[Exercise directions]
Collect every line below that contains the word "tortilla", treating uppercase and lowercase as distinct, and copy each such line in full.

[Provided material]

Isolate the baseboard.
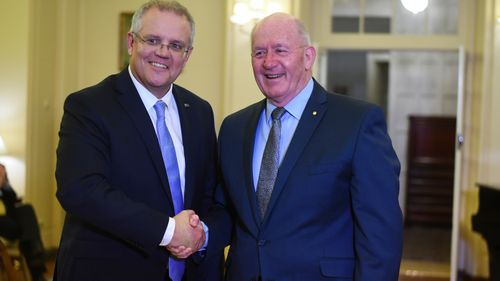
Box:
[458,271,490,281]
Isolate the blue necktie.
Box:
[154,100,185,281]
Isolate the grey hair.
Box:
[251,13,311,46]
[130,0,195,47]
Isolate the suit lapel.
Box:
[116,69,173,206]
[240,100,266,230]
[264,82,327,222]
[172,84,197,209]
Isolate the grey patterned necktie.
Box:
[257,107,286,218]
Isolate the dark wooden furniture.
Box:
[472,183,500,281]
[405,116,456,227]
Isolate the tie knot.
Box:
[271,107,286,120]
[154,100,166,119]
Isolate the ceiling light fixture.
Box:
[401,0,429,14]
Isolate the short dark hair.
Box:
[130,0,195,47]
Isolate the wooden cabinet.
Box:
[405,116,456,227]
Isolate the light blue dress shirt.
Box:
[252,78,314,190]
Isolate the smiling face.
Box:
[252,14,316,106]
[128,8,192,98]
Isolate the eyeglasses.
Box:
[251,46,307,59]
[132,33,192,55]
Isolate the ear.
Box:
[182,47,194,67]
[127,32,134,55]
[304,46,316,70]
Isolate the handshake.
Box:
[166,210,206,259]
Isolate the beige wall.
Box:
[0,0,29,196]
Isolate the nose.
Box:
[155,44,171,57]
[262,53,277,69]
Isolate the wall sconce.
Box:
[230,0,283,25]
[401,0,429,14]
[0,136,7,155]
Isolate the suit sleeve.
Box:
[351,107,403,281]
[56,95,168,251]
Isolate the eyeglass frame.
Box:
[131,32,193,55]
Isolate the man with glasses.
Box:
[56,0,222,281]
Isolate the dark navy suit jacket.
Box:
[207,79,402,281]
[56,69,222,281]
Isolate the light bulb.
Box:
[401,0,429,14]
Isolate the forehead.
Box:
[141,8,191,37]
[252,19,300,47]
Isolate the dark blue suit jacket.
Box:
[56,69,222,281]
[207,82,402,281]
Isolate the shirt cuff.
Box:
[198,221,208,252]
[160,215,175,246]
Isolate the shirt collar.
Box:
[128,66,174,110]
[266,78,314,122]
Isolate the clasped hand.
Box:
[167,210,205,259]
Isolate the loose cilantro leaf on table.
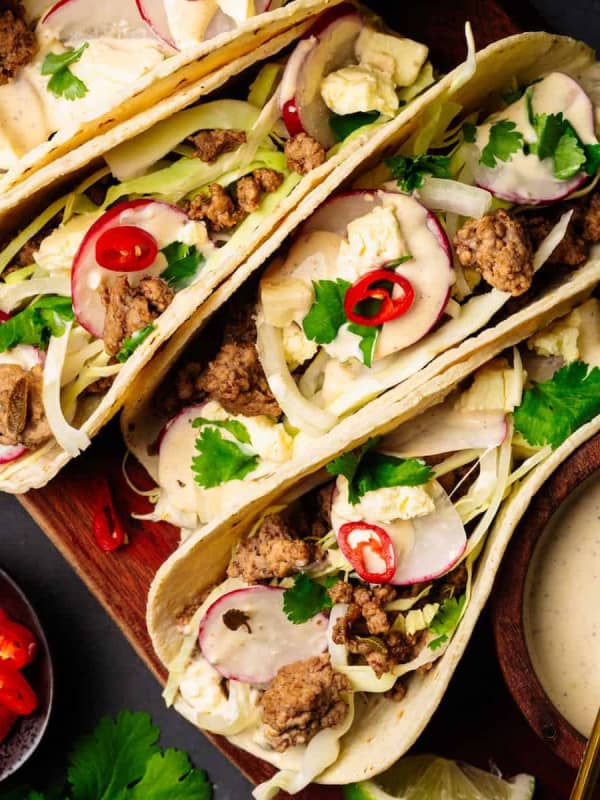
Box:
[385,154,452,192]
[117,324,156,364]
[329,111,379,142]
[0,711,212,800]
[514,361,600,449]
[42,42,88,100]
[302,278,352,344]
[327,437,433,505]
[429,594,467,650]
[283,572,338,625]
[192,417,251,444]
[160,242,206,292]
[479,119,523,168]
[192,428,258,489]
[0,295,75,353]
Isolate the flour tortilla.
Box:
[0,0,341,215]
[147,318,600,784]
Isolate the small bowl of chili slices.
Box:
[0,570,54,781]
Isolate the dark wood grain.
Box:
[12,0,574,800]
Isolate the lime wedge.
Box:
[344,756,535,800]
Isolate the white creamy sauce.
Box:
[523,475,600,736]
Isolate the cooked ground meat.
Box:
[103,275,175,356]
[454,208,533,296]
[260,655,351,753]
[285,133,326,175]
[190,128,246,164]
[0,364,52,447]
[0,2,37,86]
[329,581,424,675]
[227,514,322,583]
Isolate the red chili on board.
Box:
[344,269,415,327]
[0,663,38,717]
[96,225,158,272]
[0,609,37,669]
[338,522,396,583]
[93,480,127,553]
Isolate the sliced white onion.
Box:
[380,403,508,458]
[416,176,493,219]
[42,322,91,457]
[256,307,337,436]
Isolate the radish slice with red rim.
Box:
[198,586,327,686]
[71,200,195,338]
[279,3,363,149]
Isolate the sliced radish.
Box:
[474,72,598,205]
[380,404,508,458]
[71,200,188,338]
[198,586,327,686]
[279,3,363,148]
[41,0,146,41]
[299,190,454,359]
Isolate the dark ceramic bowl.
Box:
[492,434,600,768]
[0,570,54,781]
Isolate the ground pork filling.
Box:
[0,364,52,448]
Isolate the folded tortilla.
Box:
[0,0,341,211]
[147,294,600,797]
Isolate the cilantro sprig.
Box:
[327,437,434,505]
[514,361,600,449]
[385,154,452,192]
[0,711,212,800]
[117,323,156,364]
[429,594,467,650]
[283,572,338,625]
[0,295,75,353]
[42,42,88,100]
[160,242,206,292]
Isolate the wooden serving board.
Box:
[20,0,574,800]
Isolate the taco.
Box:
[148,298,600,800]
[0,6,435,492]
[122,33,600,530]
[0,0,352,203]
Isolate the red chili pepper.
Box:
[96,225,158,272]
[0,609,37,669]
[344,269,415,327]
[0,663,38,717]
[93,480,127,553]
[0,706,19,743]
[338,522,396,583]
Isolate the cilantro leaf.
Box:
[302,278,351,344]
[514,361,600,449]
[192,417,252,444]
[117,324,156,364]
[68,711,159,800]
[160,242,206,292]
[0,295,75,353]
[125,749,212,800]
[192,428,258,489]
[327,437,433,505]
[283,572,337,625]
[429,594,467,650]
[385,154,452,192]
[41,42,88,100]
[479,119,523,168]
[329,111,379,142]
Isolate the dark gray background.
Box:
[0,0,600,800]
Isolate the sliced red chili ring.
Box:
[344,269,415,327]
[0,663,38,717]
[337,522,396,583]
[0,609,37,669]
[93,480,127,553]
[96,225,158,272]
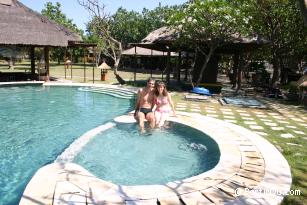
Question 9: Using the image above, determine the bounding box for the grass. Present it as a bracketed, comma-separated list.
[0, 62, 307, 205]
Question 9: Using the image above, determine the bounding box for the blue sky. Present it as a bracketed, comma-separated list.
[19, 0, 187, 30]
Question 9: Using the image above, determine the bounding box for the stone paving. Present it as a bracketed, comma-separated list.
[20, 112, 294, 205]
[20, 82, 307, 205]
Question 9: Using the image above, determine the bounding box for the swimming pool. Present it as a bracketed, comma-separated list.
[0, 86, 134, 205]
[73, 122, 220, 185]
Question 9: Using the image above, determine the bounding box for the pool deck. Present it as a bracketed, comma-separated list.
[19, 111, 292, 205]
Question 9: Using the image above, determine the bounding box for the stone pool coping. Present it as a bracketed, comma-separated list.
[20, 105, 292, 205]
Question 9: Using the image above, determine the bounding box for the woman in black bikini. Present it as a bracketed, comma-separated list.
[134, 78, 155, 133]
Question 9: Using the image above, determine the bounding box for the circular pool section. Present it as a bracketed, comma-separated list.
[0, 86, 134, 205]
[73, 122, 220, 185]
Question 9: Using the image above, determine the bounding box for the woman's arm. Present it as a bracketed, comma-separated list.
[134, 88, 142, 114]
[167, 93, 176, 116]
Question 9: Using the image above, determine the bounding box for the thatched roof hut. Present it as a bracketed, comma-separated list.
[132, 26, 269, 53]
[122, 46, 178, 56]
[0, 0, 81, 47]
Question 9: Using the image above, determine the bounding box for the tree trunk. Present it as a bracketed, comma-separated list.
[231, 54, 240, 88]
[195, 46, 216, 87]
[237, 56, 243, 91]
[270, 52, 280, 88]
[297, 0, 307, 27]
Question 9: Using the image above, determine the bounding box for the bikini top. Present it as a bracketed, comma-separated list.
[156, 97, 168, 106]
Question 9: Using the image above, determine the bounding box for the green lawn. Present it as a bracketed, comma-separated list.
[173, 93, 307, 205]
[0, 62, 307, 205]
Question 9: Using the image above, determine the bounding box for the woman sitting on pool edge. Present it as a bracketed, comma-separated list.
[154, 81, 176, 127]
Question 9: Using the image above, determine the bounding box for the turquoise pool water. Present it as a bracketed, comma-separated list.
[74, 123, 220, 185]
[0, 86, 134, 205]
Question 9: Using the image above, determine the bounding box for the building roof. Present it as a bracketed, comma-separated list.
[0, 0, 82, 47]
[122, 46, 178, 56]
[131, 26, 269, 53]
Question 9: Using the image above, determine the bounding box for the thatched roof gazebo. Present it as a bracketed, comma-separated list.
[122, 46, 178, 56]
[0, 0, 81, 81]
[132, 27, 269, 83]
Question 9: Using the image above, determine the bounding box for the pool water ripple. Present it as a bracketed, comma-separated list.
[0, 86, 133, 205]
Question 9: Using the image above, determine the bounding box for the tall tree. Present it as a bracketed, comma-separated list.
[240, 0, 306, 86]
[169, 0, 247, 86]
[297, 0, 307, 27]
[78, 0, 122, 77]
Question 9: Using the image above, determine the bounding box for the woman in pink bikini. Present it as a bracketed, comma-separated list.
[154, 81, 176, 127]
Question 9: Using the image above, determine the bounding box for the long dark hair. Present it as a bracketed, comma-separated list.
[155, 81, 167, 97]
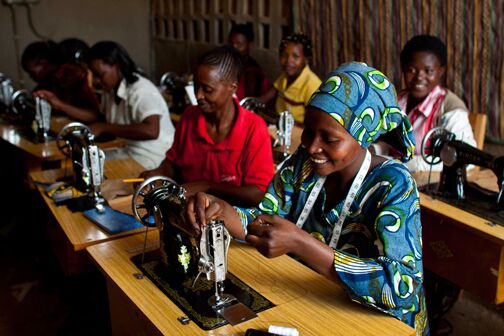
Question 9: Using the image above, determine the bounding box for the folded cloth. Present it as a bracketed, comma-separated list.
[45, 182, 86, 203]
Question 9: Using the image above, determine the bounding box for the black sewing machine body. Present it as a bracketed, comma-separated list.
[0, 73, 14, 118]
[144, 183, 199, 281]
[132, 176, 273, 330]
[421, 127, 504, 209]
[7, 90, 54, 143]
[56, 122, 105, 208]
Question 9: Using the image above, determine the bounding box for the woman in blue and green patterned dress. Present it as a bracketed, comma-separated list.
[187, 63, 429, 335]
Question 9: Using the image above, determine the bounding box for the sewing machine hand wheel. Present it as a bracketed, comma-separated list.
[56, 122, 92, 158]
[12, 90, 35, 121]
[420, 127, 450, 166]
[131, 176, 177, 226]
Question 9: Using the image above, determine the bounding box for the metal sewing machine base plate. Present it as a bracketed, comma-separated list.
[131, 250, 275, 330]
[419, 183, 504, 226]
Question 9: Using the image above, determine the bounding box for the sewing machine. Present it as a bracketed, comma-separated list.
[421, 127, 504, 213]
[56, 122, 105, 211]
[240, 97, 278, 125]
[11, 90, 51, 142]
[240, 97, 294, 164]
[0, 73, 14, 112]
[132, 176, 271, 329]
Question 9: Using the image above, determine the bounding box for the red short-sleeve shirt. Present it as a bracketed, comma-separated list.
[166, 99, 274, 191]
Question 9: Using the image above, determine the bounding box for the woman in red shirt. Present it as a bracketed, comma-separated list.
[142, 46, 274, 205]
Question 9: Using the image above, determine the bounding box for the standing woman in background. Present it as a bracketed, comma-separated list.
[229, 24, 270, 100]
[374, 35, 476, 172]
[260, 34, 321, 124]
[88, 41, 175, 169]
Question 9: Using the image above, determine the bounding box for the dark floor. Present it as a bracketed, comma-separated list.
[0, 167, 110, 336]
[0, 141, 504, 336]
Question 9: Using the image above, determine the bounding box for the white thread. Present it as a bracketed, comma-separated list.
[268, 326, 299, 336]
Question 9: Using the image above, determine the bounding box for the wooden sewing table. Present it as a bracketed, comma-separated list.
[30, 159, 145, 274]
[87, 230, 415, 336]
[414, 170, 504, 304]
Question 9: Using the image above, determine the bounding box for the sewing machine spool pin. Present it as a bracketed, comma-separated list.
[132, 181, 257, 325]
[56, 122, 105, 212]
[421, 127, 504, 207]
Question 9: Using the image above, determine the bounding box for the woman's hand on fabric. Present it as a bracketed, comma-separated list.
[185, 192, 224, 235]
[245, 215, 304, 258]
[182, 181, 210, 198]
[33, 90, 63, 110]
[89, 123, 107, 137]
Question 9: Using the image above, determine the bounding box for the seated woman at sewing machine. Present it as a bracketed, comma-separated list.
[259, 34, 320, 124]
[21, 41, 99, 122]
[373, 35, 476, 172]
[186, 63, 428, 335]
[141, 46, 274, 205]
[80, 41, 175, 169]
[229, 24, 270, 100]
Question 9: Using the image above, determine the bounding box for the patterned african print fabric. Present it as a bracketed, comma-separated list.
[308, 62, 415, 162]
[236, 147, 429, 335]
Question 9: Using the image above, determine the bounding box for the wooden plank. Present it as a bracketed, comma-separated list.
[87, 231, 414, 335]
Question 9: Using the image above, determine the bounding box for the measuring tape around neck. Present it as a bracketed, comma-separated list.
[296, 150, 371, 248]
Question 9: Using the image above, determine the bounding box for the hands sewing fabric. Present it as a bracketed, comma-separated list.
[89, 122, 107, 137]
[245, 215, 304, 258]
[185, 192, 306, 258]
[185, 192, 225, 236]
[33, 90, 63, 110]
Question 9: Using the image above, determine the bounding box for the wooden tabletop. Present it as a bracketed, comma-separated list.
[87, 231, 414, 335]
[30, 159, 145, 251]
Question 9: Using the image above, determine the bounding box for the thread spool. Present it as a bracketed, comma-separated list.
[268, 326, 299, 336]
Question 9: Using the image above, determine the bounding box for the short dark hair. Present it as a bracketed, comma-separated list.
[21, 40, 64, 70]
[59, 37, 89, 62]
[196, 45, 243, 82]
[401, 35, 447, 68]
[87, 41, 140, 84]
[229, 23, 254, 42]
[279, 33, 312, 57]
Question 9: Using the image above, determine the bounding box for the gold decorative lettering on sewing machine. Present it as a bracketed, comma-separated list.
[56, 122, 105, 211]
[132, 176, 262, 328]
[421, 127, 504, 225]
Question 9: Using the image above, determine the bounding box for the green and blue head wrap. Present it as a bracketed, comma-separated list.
[308, 62, 415, 162]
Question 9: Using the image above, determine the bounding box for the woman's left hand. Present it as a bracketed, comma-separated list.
[33, 90, 62, 110]
[182, 181, 210, 198]
[89, 123, 107, 137]
[245, 215, 304, 258]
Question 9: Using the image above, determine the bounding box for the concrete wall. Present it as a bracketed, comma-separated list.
[153, 40, 280, 83]
[0, 0, 152, 88]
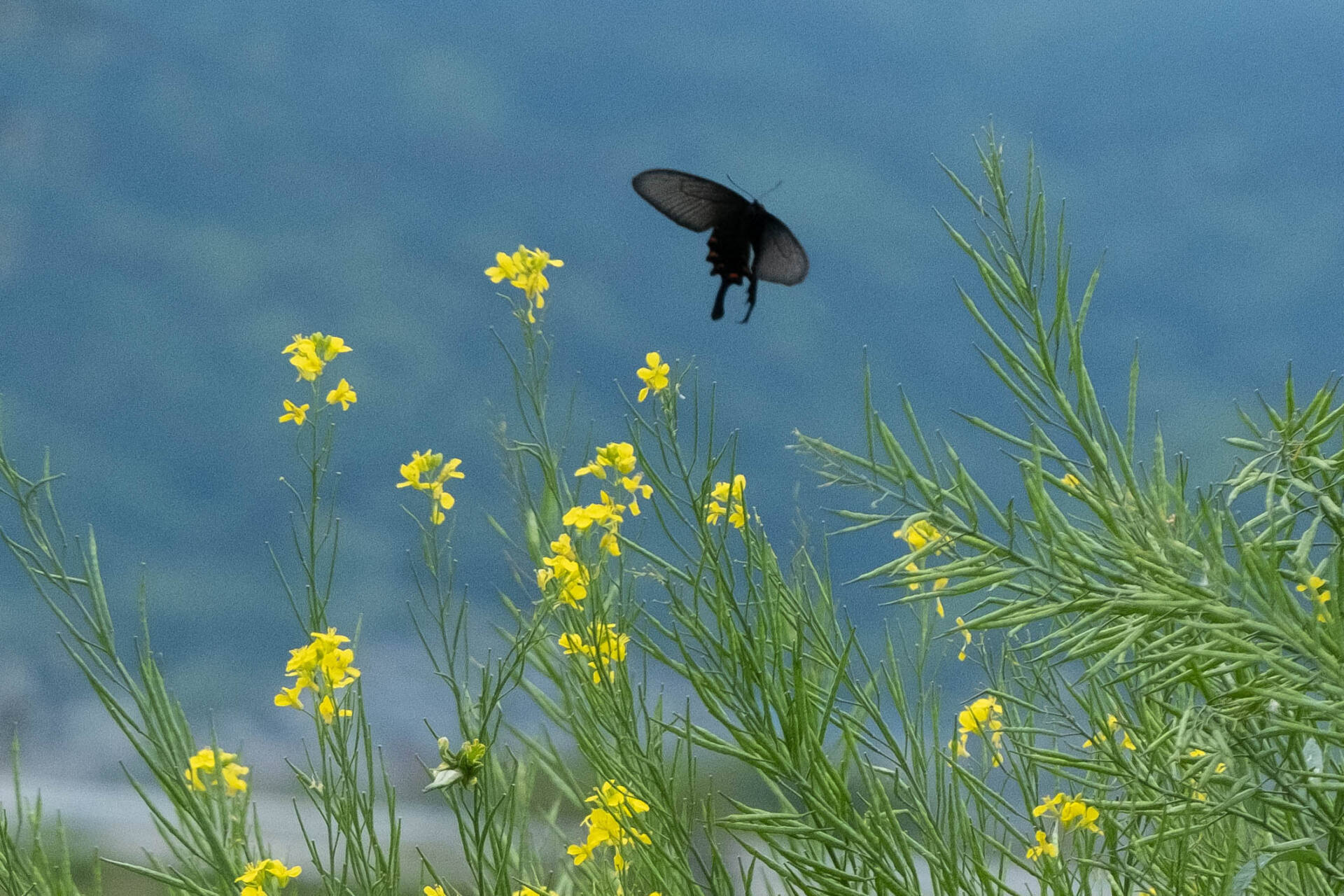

[Solution for this task]
Isolate the flour tortilla.
Isolate the folded tortilla.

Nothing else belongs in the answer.